-- ASSIGNMENT A --
Check the following statements against the Damietta breakfast passage below. For each one, answer yes or no and quote the words of the text that decide it.
(i) The dragoman had been waiting since six in the morning.
(ii) The coffee came with milk from the start.
(iii) The police-captain was with the group at breakfast.

***** DOCUMENT SECTION *****

We had to be up betimes, and I forget how we achieved it, for we had promised to meet the Governor at the quay at nine; and we had to go out for breakfast, because our hotel had stipulated that we were not to have anything to eat or drink there, and our restaurant of the previous night did not get up till lunch-time. Our dragoman was of course waiting in the selamlik when we got out of our rooms.
He had been there since six, and he knew of a café where we could get coffee, which is something at Damietta. He could buy bread for us, and we had brought a pot of potted meat in case there was nothing but bread to tempt a Christian in Damietta.
He led the way to a place which took our fancy very much. It was on the bank of the Nile at the end of the reach which is so like the Grand Canal. It had a terrace of soft yellow sand, overhanging the water like a Japanese tea-house,
decorated with a row of green tubs, in which oleanders, caneas, and sickly castor-oil plants were being coaxed to continue their existence. The crumbling balustrade was of a simple, Jappy kind.
There was coffee, but it was only black till the dragoman borrowed the tea-pot to go and fetch some milk. While he was away we revelled in the view. Damietta in misty morning lights looked so charmingly Venetian: there was even a man in a fantastic boat doing the gondolier stroke. The near bank looked more than ever Venetian, with its curved sweep of old mansions and campanile-like minarets. The opposite bank was lined with drunken schooners careened upon the mud. In front, lying out in the broad bend, were the launch that was to take us, a new gyassa, whose suntwood sides were still yellow, and schooners heeling over, with their masts at lazing angles.
All through that simple breakfast we sat and gazed at the long line of palaces against the grey Canaletti sky, making a broken outline with the crumbling Arab buildings in between. The lattices all along made blue vertical dashes, and the fine crazy minarets spaced it out with charming irregularity.
As we still had some time before we were to start, we wandered about looking at the old houses near the quay. The bishop's son joined us. The very rich young man who squinted had joined us at breakfast ; the police-captain was not there: the interdict must have fallen on him. They showed us some beautiful carved woodwork and palm tracery in various houses that were coming down for rebuilding, or by accident. There was one exquisite courtyard which we never should have seen if they had not told us to go in. In its centre was an old carved dikka, with a young man on it saying his prayers. Its graceful columns had light surface carvings on their capitals and a sort of meshrebiya storey atove ; it had a splendid old carved door like a mosque, and the ceiling resting on brackets under one of its projecting windows was the handsomest piece of the famous Damietta woodwork which we saw.

*****

-- ASSIGNMENT B --
Select every line of the entries below that contains the word "positive".

***** DATA FOR THE TASK *****

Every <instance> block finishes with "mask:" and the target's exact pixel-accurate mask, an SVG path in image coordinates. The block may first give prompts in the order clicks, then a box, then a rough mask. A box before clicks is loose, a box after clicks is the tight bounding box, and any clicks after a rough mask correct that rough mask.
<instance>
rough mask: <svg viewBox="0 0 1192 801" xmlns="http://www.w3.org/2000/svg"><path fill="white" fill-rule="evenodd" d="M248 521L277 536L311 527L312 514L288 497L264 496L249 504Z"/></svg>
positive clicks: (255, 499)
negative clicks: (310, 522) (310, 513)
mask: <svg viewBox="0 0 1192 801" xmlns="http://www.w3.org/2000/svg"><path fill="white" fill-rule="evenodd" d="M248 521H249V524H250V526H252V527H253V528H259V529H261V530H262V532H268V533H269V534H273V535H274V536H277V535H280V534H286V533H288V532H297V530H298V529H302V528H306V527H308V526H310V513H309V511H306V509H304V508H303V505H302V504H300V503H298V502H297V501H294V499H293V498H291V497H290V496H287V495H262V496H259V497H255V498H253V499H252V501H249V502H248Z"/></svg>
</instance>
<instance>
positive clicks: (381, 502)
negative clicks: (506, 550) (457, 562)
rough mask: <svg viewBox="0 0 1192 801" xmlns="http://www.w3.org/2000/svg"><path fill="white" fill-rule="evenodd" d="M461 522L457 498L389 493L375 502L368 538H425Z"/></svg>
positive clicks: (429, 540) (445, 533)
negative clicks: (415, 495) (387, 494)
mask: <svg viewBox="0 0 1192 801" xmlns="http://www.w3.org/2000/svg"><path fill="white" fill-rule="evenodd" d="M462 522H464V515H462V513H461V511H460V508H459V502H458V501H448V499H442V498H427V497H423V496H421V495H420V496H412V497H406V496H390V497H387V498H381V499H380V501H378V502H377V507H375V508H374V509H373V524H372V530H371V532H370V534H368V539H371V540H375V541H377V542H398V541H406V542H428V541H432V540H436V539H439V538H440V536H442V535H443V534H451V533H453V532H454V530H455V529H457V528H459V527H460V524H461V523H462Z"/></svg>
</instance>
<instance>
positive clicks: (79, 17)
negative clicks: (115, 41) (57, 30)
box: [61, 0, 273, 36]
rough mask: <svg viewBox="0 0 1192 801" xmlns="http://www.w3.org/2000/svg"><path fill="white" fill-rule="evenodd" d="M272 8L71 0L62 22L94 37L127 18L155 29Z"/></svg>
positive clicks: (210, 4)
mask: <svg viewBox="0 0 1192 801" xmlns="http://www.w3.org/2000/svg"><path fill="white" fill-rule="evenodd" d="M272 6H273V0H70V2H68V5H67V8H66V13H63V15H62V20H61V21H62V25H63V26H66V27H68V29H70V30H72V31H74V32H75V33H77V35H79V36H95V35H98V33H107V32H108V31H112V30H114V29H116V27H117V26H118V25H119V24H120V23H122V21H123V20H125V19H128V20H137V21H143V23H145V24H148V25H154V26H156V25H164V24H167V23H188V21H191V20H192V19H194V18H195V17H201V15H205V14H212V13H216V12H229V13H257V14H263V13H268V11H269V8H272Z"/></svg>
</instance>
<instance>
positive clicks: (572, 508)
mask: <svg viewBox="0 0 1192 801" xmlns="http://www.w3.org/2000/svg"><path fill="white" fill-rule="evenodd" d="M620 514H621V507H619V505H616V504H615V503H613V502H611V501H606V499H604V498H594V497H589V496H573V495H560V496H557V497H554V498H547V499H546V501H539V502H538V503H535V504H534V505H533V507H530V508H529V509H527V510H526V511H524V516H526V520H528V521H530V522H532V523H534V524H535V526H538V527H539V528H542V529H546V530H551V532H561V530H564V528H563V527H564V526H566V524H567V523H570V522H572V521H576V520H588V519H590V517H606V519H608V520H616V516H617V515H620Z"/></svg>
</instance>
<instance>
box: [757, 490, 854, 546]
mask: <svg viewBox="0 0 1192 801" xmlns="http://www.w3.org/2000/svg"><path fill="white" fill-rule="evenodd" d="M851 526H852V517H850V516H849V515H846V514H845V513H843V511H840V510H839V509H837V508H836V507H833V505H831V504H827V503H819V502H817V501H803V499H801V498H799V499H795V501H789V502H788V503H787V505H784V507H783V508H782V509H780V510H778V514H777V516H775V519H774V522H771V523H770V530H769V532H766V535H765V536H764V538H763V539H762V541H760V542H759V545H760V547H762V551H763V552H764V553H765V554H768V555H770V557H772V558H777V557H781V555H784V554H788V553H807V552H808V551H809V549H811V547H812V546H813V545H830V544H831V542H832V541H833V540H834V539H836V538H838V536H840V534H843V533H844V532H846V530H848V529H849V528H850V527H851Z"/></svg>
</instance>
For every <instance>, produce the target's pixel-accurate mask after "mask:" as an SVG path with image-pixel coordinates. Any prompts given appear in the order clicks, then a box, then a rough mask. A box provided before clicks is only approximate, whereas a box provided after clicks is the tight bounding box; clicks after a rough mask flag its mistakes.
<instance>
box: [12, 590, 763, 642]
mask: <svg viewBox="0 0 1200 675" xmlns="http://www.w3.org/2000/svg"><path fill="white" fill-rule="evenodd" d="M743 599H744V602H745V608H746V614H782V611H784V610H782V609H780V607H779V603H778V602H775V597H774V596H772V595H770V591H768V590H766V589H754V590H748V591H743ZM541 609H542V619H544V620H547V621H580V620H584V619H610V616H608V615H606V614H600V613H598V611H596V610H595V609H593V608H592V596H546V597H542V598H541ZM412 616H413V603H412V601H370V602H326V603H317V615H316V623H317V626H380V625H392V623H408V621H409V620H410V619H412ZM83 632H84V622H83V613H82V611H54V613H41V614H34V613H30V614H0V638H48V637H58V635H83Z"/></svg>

*****

-- EXPECTED ANSWER A --
(i) Yes: "He had been there since six"
(ii) No: "There was coffee, but it was only black till the dragoman borrowed the tea-pot to go and fetch some milk."
(iii) No: "the police-captain was not there"

-- EXPECTED ANSWER B --
positive clicks: (255, 499)
positive clicks: (381, 502)
positive clicks: (429, 540) (445, 533)
positive clicks: (79, 17)
positive clicks: (210, 4)
positive clicks: (572, 508)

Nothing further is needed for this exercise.